[[ SOURCE EXTRACT open ]]

In chemistry, chemical synthesis is a purposeful execution of chemical reactions to obtain a product, or several products. This happens by physical and chemical manipulations usually involving one or more reactions. In modern laboratory usage, this tends to imply that the process is reproducible, reliable, and established to work in multiple laboratories.
A chemical synthesis begins by selection of compounds that are known as reagents or reactants. Various reaction types can be applied to these to synthesize the product, or an intermediate product. This requires mixing the compounds in a reaction vessel such as a chemical reactor or a simple round-bottom flask. Many reactions require some form of work-up procedure before the final product is isolated. Synthesis can start with very simple compounds (such as various petroleum distillates) and work toward a complex one (total synthesis), or it can start with natural products from plants in which various portions of the desired end-product molecules (such as particular functional groups) are already conveniently assembled (semisynthesis). (Semisynthesis is often more cost-effective than total synthesis for industrial chemical products.)
The amount of product in a chemical synthesis is the reaction yield. Typically, chemical yields are expressed as a weight in grams or as a percentage of the total theoretical quantity of product that could be produced. A side reaction is an unwanted chemical reaction taking place that diminishes the yield of the desired product.
The word synthesis in the present day meaning was first used by the chemist Hermann Kolbe.

[[ SOURCE EXTRACT closed ]]
[[ DATASET CONTENT open ]]

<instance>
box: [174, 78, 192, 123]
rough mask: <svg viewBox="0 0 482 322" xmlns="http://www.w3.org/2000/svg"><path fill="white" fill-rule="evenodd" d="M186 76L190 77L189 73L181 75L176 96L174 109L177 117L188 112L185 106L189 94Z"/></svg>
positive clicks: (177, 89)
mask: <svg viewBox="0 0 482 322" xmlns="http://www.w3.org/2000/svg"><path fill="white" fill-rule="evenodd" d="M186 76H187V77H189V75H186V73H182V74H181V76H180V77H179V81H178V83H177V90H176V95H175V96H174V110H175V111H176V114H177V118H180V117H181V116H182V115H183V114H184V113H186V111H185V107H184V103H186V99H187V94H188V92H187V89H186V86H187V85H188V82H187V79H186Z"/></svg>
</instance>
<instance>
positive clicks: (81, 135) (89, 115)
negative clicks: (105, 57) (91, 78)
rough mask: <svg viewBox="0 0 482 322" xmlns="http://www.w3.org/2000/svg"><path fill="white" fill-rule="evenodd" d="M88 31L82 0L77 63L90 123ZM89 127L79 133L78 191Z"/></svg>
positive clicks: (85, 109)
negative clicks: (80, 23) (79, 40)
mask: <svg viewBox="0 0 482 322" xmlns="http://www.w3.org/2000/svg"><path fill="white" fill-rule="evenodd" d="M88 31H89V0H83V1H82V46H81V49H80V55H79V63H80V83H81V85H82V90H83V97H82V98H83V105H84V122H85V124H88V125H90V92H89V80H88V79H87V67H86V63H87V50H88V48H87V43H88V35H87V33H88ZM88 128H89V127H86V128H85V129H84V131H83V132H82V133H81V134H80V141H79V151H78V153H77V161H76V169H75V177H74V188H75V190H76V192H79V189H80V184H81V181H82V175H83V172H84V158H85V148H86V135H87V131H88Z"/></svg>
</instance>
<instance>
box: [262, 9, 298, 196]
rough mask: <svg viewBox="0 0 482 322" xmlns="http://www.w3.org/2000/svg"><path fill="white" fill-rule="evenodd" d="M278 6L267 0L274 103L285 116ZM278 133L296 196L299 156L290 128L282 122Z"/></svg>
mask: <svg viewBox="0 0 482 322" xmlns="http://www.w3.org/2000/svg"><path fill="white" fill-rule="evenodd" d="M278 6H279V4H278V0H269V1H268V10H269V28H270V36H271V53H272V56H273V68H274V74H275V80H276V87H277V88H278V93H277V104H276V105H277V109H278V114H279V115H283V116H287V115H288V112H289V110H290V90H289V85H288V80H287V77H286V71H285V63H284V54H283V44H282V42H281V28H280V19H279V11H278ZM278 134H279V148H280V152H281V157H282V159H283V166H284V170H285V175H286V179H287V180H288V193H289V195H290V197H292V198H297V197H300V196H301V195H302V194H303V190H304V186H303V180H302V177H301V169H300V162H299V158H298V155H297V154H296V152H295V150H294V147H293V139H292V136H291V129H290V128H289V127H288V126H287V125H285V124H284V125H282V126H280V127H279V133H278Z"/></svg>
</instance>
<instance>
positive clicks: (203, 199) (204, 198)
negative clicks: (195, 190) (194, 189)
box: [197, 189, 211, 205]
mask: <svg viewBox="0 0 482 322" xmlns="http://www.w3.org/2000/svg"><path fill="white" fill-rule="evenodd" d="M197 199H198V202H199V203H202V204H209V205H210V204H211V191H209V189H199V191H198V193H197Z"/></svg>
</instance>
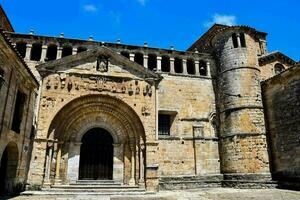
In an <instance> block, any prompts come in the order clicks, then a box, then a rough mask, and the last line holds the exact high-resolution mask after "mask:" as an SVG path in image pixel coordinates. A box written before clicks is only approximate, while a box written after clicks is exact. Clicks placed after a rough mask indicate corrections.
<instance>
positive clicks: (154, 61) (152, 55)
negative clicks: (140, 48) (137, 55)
mask: <svg viewBox="0 0 300 200" xmlns="http://www.w3.org/2000/svg"><path fill="white" fill-rule="evenodd" d="M148 69H150V70H156V69H157V60H156V55H155V54H149V55H148Z"/></svg>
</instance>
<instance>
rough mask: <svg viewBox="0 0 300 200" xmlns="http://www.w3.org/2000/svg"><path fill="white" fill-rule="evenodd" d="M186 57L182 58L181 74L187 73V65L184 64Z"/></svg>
mask: <svg viewBox="0 0 300 200" xmlns="http://www.w3.org/2000/svg"><path fill="white" fill-rule="evenodd" d="M186 62H187V61H186V59H182V73H183V74H188V73H187V66H186Z"/></svg>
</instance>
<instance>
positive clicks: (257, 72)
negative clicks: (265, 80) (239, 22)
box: [211, 27, 271, 187]
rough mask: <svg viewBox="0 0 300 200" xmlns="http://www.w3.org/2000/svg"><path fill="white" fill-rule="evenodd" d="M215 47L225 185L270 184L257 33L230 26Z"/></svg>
mask: <svg viewBox="0 0 300 200" xmlns="http://www.w3.org/2000/svg"><path fill="white" fill-rule="evenodd" d="M211 42H212V43H211V44H212V46H213V47H214V52H215V55H216V58H217V60H218V70H217V71H218V72H217V81H216V83H217V91H218V92H217V93H218V94H217V101H218V102H217V105H218V113H219V120H220V145H219V146H220V157H221V172H222V173H223V174H224V184H225V185H230V186H237V187H243V186H244V187H249V186H255V187H260V186H261V185H267V184H270V183H271V182H269V181H270V180H271V177H270V170H269V156H268V148H267V141H266V131H265V122H264V112H263V105H262V98H261V88H260V70H259V68H258V57H257V46H258V45H257V42H256V38H255V34H254V33H253V32H250V31H246V30H245V29H243V28H239V27H229V28H227V29H225V30H223V31H220V32H219V33H217V34H216V35H215V36H214V38H213V39H212V40H211Z"/></svg>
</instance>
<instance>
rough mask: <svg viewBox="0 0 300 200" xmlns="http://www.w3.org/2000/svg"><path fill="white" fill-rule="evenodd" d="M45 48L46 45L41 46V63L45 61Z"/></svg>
mask: <svg viewBox="0 0 300 200" xmlns="http://www.w3.org/2000/svg"><path fill="white" fill-rule="evenodd" d="M47 48H48V46H47V45H43V46H42V54H41V60H40V61H42V62H44V61H45V58H46V55H47Z"/></svg>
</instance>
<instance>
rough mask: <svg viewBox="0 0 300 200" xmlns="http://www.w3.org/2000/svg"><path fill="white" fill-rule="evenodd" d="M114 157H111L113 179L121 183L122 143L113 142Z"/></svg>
mask: <svg viewBox="0 0 300 200" xmlns="http://www.w3.org/2000/svg"><path fill="white" fill-rule="evenodd" d="M113 147H114V157H113V180H114V181H116V182H120V183H123V175H124V161H123V157H124V144H113Z"/></svg>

[[ DATASET CONTENT closed ]]

WHAT TO WORK ON:
(1) Copy the entries above word for word, starting at their first line and ending with the line that contains "positive clicks: (177, 89)".
(2) Continue the text on chemical synthesis from its final sentence.

TASK RESULTS:
(1)
<instance>
box: [174, 78, 192, 123]
rough mask: <svg viewBox="0 0 482 322" xmlns="http://www.w3.org/2000/svg"><path fill="white" fill-rule="evenodd" d="M186 76L190 77L189 73L181 75L176 96L174 109L177 117L188 112L185 106L189 94Z"/></svg>
positive clicks: (177, 89)

(2)
Many strategies exist in chemical synthesis that go beyond converting reactant A to reaction product B. In cascade reactions multiple chemical transformations take place within a single reactant, in multi-component reactions up to 11 different reactants form a single reaction product and in a telescopic synthesis one reactant goes through multiple transformations without isolation of intermediates.
Organic synthesis is a special branch of chemical synthesis dealing with the synthesis of organic compounds. In the total synthesis of a complex product it may take multiple steps to synthesize the product of interest, and inordinate amounts of time. Skill in organic synthesis is prized among chemists and the synthesis of exceptionally valuable or difficult compounds has won chemists such as Robert Burns Woodward the Nobel Prize for Chemistry. If a chemical synthesis starts from basic laboratory compounds and yields something new, it is a purely synthetic process. If it starts from a product isolated from plants or animals and then proceeds to new compounds, the synthesis is described as a semisynthetic process.
The other meaning of chemical synthesis is narrow and restricted to a specific kind of chemical reaction, a direct combination reaction, in which two or more reactants combine to form a single product. The general form of a direct combination reaction is:
- A + B → AB
- 2Na + Cl2 → 2NaCl (formation of table salt)
- S + O2 → SO2 (formation of sulfur dioxide)
- 4Fe + 3O2 → 2Fe2O3 (iron rusting)
- CO2 + H2O → H2CO3 (carbon dioxide dissolving and reacting with water to form carbonic acid)
4 special synthesis rules:
- metal-oxide + H2O → metal(OH)
- non-metal-oxide + H2O → oxi-acid
- metal-chloride + O2 → metal-chlorate
- metal-oxide + CO2 → metal carbonate (CO3)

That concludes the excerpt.